Activity :: Print every line of the material below exactly as it stands, but omit the pictures.

Information ::
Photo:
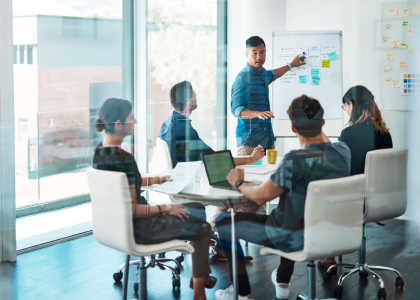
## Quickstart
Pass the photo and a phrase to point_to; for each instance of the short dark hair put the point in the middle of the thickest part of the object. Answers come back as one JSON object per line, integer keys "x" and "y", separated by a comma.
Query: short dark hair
{"x": 111, "y": 111}
{"x": 180, "y": 94}
{"x": 306, "y": 115}
{"x": 254, "y": 41}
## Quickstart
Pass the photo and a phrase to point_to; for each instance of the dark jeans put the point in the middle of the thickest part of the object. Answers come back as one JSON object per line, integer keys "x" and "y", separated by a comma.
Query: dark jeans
{"x": 159, "y": 229}
{"x": 249, "y": 227}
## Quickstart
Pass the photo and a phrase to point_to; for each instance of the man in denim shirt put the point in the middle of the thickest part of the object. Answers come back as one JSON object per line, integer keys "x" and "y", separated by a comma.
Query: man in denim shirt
{"x": 249, "y": 100}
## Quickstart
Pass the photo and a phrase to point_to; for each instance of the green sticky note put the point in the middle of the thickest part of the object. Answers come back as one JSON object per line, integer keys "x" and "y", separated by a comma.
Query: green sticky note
{"x": 303, "y": 79}
{"x": 316, "y": 80}
{"x": 314, "y": 72}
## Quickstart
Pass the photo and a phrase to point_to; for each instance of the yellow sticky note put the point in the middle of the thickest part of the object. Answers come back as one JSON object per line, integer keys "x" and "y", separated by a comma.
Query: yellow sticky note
{"x": 386, "y": 37}
{"x": 395, "y": 44}
{"x": 395, "y": 83}
{"x": 393, "y": 11}
{"x": 386, "y": 67}
{"x": 403, "y": 45}
{"x": 410, "y": 51}
{"x": 411, "y": 31}
{"x": 389, "y": 56}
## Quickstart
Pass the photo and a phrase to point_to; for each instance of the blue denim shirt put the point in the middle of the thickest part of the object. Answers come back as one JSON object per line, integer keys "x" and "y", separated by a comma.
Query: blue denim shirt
{"x": 250, "y": 90}
{"x": 183, "y": 140}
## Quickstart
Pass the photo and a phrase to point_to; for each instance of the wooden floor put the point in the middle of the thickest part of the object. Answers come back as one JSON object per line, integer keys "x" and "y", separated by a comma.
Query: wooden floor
{"x": 82, "y": 269}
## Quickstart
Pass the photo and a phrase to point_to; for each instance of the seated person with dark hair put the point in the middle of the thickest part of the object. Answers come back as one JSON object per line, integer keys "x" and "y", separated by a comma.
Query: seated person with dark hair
{"x": 185, "y": 144}
{"x": 283, "y": 229}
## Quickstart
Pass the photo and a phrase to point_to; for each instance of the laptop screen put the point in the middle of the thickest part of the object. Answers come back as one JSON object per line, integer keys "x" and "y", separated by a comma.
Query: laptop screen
{"x": 218, "y": 166}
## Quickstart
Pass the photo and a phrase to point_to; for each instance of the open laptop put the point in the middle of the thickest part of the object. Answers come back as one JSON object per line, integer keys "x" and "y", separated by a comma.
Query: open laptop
{"x": 218, "y": 166}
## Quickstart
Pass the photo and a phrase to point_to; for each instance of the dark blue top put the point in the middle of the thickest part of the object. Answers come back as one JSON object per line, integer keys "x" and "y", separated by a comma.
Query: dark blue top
{"x": 183, "y": 140}
{"x": 250, "y": 90}
{"x": 285, "y": 224}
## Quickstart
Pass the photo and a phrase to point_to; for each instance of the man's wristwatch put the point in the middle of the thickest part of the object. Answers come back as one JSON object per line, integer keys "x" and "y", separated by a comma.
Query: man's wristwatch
{"x": 238, "y": 183}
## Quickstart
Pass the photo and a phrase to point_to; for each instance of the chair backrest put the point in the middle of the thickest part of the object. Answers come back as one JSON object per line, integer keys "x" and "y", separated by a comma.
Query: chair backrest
{"x": 111, "y": 209}
{"x": 334, "y": 216}
{"x": 386, "y": 184}
{"x": 165, "y": 160}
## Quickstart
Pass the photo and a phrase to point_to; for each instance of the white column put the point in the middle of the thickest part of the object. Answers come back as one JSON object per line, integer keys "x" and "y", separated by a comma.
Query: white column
{"x": 7, "y": 143}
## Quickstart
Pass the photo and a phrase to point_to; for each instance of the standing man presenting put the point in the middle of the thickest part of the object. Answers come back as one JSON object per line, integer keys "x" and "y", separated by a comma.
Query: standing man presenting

The completed task ::
Photo:
## Quickstart
Pass the photo and a phrase to point_to; for each instance of the short dark hair put the point in the middle of the thickest part of the object. Answers come back as one JSON object per line, integer keys "x" and "y", separated by a comma.
Query: short dark hair
{"x": 111, "y": 111}
{"x": 180, "y": 94}
{"x": 306, "y": 115}
{"x": 254, "y": 41}
## Quickstart
Pass the photo and a phrase to point_to; for each instance of the dark jeans put the point in the middle of the thickest part of the object. Answers come back as one JSON object per line, integer keys "x" and "y", separated by a comma.
Query: dark jeans
{"x": 159, "y": 229}
{"x": 249, "y": 227}
## Quickstart
Pass the photo and a phrase to point_to; for each instance of the man in denim shirt put the point in the middle of the thickest part of the object. Answers come back as one JSON object per line, integer keys "x" and "y", separated by a comma.
Query: man in denim shirt
{"x": 249, "y": 100}
## Quickstart
Pass the photo and a phrase to point_to; for each instance of the green sticky note put the point in the middle of the thickest part of the object. Answers come back as one JSON object per line, integer keys "x" and "y", separated by a comma.
Query: green sticky note
{"x": 303, "y": 79}
{"x": 316, "y": 80}
{"x": 314, "y": 72}
## Quickstart
Pass the photo and a phrase to point_to; for each instance of the yellow sticky note put the point in the middle of the thickest part of the object. Answers come back as one JSON object per line, integer keys "x" and "y", separated by a comma.
Query: yellow sticky note
{"x": 386, "y": 37}
{"x": 395, "y": 44}
{"x": 395, "y": 83}
{"x": 393, "y": 11}
{"x": 386, "y": 67}
{"x": 403, "y": 45}
{"x": 410, "y": 51}
{"x": 411, "y": 31}
{"x": 389, "y": 56}
## Quickstart
Pass the photo and a phrase to point_to; for each instance of the blue denim shirt put the point in the middle of the thickest part of the object. Answers come back as one JSON object per line, integer keys "x" and "y", separated by a comma.
Query: blue denim shirt
{"x": 250, "y": 90}
{"x": 183, "y": 140}
## Quickstart
Pass the photo and a phrase to point_to; for each instance of the wooden floor put the point in the middle of the thickest part of the object. Answers come back as one JSON object per line, integer keys "x" and "y", separated by a comma.
Query: wooden floor
{"x": 82, "y": 269}
## Quickstart
Pass the photo and a phrase to point_to; for each instance of the seated person with dark hair put the point in the middle of the thickest part of the object. Answers come back as one JSON object per line, integer keys "x" and "y", separated by a comma.
Query: seated person with dark hair
{"x": 185, "y": 144}
{"x": 283, "y": 229}
## Quickstart
Pass the photo and a phrase to point_to; for each instance of the laptop screen put the point in the middle of the thickest part of the object. Answers come back as one JSON object per line, integer keys "x" and "y", separated by a comma.
Query: laptop screen
{"x": 218, "y": 166}
## Quickstart
Pass the photo and a phrase to point_to; for each instance of the open laptop put the point in the middle of the thickest part of the object. Answers come back as one JSON object per line, integer keys "x" and "y", separated by a comma.
Query: open laptop
{"x": 218, "y": 166}
## Quickstart
Pass the photo and a phrase to point_to; for each instance of the dark blue top put the point in the middle of the thickest part of the object. Answers come back as one JSON object per line, integer keys "x" and "y", separated by a comma.
Query: dark blue top
{"x": 183, "y": 140}
{"x": 250, "y": 90}
{"x": 285, "y": 224}
## Quickstart
Pass the photo and a phrase to point_to; for each instance of the man's wristwatch put the point in the middle of the thickest part of the object. Answers come back as one JSON object per line, integer keys "x" and "y", separated by a comma.
Query: man's wristwatch
{"x": 238, "y": 183}
## Quickstart
Pass the photo and a phrase to point_to; for each instance of the chair backrest put the point in the middle of the thickest part of the object. Answers come back as one JSON object per line, integer keys "x" and "y", separated by a comma.
Query: chair backrest
{"x": 111, "y": 209}
{"x": 334, "y": 216}
{"x": 386, "y": 184}
{"x": 165, "y": 160}
## Quickstart
Pass the photo and a phrase to point_to; for each instance of the white column put the point in the middle of the thickest part of the object. Answers come back as one JSON object per line, integer keys "x" and "y", separated by a comma.
Query: white column
{"x": 7, "y": 143}
## Quickstart
Pass the photo and a phrase to point_to; for each instance of the standing man presenting put the point in the middle of the thickest part of the object. Answers come back as one JSON object per line, integer keys "x" and "y", separated by a comma.
Query: standing man presenting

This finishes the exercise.